[Records excerpted from a collection]
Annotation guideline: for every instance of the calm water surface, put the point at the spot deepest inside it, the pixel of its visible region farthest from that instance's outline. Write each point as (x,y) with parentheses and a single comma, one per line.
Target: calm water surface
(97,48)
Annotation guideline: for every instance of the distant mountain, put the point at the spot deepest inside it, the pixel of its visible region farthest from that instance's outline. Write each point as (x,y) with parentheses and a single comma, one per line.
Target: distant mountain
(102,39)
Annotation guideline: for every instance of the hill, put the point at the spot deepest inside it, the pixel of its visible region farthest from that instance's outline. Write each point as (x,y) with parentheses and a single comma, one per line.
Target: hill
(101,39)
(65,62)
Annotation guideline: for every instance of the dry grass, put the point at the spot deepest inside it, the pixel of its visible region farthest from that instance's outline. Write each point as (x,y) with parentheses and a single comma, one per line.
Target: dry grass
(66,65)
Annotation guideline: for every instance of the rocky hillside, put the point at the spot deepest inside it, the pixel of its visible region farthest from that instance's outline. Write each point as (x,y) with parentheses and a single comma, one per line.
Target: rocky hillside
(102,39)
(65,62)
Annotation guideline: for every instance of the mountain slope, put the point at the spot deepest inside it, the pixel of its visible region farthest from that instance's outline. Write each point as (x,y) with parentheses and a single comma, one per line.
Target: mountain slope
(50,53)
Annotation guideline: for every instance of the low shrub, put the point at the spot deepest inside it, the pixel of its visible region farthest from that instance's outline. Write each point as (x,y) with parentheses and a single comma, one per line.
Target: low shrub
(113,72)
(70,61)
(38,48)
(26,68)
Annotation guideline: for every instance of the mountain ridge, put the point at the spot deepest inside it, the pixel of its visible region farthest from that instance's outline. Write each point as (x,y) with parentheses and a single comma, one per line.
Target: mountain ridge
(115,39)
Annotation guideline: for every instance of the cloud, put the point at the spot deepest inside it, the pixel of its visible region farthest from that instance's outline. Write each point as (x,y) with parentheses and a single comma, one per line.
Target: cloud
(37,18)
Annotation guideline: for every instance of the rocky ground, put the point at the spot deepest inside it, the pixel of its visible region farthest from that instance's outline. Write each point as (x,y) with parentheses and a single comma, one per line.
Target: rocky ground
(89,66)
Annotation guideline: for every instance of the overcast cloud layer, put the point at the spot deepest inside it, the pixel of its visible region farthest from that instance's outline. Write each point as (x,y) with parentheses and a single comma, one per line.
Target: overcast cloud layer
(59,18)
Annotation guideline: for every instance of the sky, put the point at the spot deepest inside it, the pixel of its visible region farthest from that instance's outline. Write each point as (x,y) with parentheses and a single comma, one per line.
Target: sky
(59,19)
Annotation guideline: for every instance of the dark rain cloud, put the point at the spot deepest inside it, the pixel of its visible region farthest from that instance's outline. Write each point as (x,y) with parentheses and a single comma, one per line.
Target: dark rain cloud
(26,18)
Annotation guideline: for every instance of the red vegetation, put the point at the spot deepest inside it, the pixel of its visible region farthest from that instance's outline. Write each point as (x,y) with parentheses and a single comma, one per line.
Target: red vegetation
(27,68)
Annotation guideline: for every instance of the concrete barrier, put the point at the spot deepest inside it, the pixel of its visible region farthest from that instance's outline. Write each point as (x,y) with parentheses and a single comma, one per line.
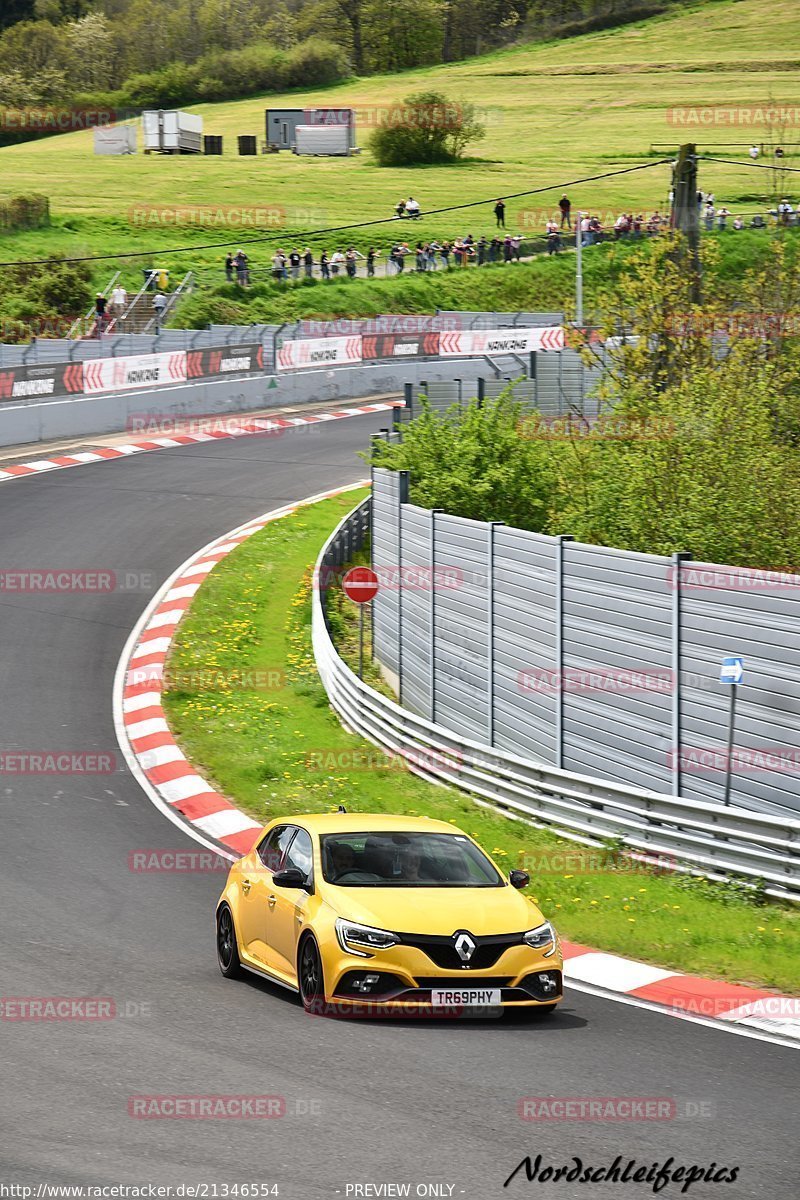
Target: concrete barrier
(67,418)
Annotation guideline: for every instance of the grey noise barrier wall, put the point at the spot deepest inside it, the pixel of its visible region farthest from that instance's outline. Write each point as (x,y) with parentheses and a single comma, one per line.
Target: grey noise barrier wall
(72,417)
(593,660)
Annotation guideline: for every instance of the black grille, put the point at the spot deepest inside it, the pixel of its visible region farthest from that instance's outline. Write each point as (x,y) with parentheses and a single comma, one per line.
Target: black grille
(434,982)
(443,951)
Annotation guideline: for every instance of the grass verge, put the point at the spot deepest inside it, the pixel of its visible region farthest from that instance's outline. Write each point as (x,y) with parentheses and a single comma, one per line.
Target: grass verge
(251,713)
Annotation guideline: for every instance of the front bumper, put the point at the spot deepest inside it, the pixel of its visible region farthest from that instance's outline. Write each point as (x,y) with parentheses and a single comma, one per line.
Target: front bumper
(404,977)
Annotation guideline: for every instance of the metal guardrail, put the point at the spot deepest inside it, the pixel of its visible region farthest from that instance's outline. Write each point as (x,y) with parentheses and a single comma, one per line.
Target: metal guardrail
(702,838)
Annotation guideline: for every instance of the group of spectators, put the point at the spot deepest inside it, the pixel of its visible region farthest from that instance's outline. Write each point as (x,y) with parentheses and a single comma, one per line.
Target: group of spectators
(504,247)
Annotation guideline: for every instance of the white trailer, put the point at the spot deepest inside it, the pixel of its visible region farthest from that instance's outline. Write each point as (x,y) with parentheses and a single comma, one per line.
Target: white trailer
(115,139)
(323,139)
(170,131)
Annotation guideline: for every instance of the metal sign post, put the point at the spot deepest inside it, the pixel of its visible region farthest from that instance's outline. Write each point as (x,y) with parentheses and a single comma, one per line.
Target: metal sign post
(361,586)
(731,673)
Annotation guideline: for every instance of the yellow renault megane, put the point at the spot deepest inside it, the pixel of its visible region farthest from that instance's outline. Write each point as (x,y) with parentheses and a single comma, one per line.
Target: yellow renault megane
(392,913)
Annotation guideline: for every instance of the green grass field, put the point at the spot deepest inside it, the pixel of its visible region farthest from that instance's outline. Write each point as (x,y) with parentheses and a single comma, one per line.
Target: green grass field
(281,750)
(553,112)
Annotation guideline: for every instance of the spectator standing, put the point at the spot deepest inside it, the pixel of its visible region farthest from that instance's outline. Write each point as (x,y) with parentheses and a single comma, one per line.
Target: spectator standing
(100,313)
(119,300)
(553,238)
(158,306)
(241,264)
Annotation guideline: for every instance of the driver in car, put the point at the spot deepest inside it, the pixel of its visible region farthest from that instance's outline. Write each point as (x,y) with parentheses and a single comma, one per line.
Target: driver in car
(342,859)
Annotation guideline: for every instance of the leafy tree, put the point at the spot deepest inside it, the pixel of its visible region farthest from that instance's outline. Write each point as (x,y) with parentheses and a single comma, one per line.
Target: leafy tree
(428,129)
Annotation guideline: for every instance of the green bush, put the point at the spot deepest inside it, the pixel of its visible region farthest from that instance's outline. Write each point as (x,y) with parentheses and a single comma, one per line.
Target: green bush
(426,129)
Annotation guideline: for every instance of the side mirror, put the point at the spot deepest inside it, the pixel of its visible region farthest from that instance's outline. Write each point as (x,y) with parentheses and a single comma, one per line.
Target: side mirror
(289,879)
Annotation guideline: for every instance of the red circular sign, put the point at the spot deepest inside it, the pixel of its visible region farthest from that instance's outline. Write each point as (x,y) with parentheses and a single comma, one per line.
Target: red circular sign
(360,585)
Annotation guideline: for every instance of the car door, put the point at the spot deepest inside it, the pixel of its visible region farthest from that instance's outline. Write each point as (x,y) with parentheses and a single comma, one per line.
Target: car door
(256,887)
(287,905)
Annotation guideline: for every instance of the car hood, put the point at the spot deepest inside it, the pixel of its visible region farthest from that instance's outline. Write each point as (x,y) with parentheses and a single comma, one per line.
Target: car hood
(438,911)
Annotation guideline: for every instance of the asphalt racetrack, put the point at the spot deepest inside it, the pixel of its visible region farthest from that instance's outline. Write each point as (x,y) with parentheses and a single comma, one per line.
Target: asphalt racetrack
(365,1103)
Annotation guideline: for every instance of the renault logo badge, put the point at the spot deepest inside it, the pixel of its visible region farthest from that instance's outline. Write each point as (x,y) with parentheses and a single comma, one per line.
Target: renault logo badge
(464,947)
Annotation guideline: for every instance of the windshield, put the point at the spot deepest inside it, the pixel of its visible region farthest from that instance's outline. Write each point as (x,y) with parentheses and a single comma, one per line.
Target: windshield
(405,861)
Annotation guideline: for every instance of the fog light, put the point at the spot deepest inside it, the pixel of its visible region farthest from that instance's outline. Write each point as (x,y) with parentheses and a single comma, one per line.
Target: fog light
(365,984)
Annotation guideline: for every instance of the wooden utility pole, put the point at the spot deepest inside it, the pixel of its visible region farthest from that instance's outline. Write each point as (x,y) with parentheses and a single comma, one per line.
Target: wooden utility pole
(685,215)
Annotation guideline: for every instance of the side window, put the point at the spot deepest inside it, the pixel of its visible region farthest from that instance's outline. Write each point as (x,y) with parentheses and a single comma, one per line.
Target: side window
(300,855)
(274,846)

--

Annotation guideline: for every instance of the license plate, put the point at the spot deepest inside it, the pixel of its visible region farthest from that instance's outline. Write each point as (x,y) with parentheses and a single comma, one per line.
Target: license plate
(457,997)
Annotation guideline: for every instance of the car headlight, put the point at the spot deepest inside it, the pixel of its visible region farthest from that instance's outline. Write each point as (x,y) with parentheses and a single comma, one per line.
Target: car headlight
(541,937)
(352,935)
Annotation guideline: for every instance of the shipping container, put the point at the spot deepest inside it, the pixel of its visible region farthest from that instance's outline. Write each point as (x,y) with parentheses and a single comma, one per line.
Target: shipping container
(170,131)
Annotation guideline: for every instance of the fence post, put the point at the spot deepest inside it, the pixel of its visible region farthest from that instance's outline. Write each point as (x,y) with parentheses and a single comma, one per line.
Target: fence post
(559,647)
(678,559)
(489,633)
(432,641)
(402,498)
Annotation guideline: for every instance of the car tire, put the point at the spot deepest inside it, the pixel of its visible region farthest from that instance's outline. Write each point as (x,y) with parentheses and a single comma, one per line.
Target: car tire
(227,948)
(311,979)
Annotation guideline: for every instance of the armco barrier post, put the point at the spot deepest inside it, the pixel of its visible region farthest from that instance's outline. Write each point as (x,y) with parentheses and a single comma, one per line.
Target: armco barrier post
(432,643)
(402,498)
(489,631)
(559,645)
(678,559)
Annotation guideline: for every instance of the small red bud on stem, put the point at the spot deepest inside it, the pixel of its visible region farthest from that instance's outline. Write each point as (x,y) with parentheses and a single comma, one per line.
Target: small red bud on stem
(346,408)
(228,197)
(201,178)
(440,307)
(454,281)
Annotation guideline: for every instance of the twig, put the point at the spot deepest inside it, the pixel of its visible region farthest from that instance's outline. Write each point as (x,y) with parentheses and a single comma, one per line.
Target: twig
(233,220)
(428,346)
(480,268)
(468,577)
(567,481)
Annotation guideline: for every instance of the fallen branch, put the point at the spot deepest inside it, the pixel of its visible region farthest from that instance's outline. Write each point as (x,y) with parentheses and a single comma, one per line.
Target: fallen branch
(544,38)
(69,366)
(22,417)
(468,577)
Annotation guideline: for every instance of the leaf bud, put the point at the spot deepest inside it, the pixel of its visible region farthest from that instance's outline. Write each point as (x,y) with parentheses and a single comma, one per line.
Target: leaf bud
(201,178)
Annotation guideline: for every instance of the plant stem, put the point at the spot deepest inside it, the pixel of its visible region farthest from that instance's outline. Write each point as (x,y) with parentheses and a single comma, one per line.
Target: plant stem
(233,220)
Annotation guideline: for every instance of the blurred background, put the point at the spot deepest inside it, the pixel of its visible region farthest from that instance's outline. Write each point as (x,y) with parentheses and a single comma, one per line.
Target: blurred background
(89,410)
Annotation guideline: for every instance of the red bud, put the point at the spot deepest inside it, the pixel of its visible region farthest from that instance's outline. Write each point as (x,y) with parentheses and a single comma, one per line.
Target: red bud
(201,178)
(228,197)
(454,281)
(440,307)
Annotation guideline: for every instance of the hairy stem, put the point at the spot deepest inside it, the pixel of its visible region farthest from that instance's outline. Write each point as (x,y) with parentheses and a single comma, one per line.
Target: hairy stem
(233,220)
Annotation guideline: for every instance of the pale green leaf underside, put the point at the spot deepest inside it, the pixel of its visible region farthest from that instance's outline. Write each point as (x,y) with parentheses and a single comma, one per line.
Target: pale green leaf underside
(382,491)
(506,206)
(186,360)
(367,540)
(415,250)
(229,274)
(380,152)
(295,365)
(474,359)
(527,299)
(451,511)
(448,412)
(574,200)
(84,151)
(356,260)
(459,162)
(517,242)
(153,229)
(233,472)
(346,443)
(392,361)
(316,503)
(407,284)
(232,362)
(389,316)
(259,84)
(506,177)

:: TASK DETAILS ::
Gather every line in the entries above that contains the word "leafy". Case counts.

:: TASK RESPONSE ::
Annotation guideline: for every instance of the leafy tree, put the point at the spot deepest inside it, the pixel of its visible region farthest from that instance's outline. Write each point as (x,y) with parentheses and a single comma, one per line.
Target: leafy tree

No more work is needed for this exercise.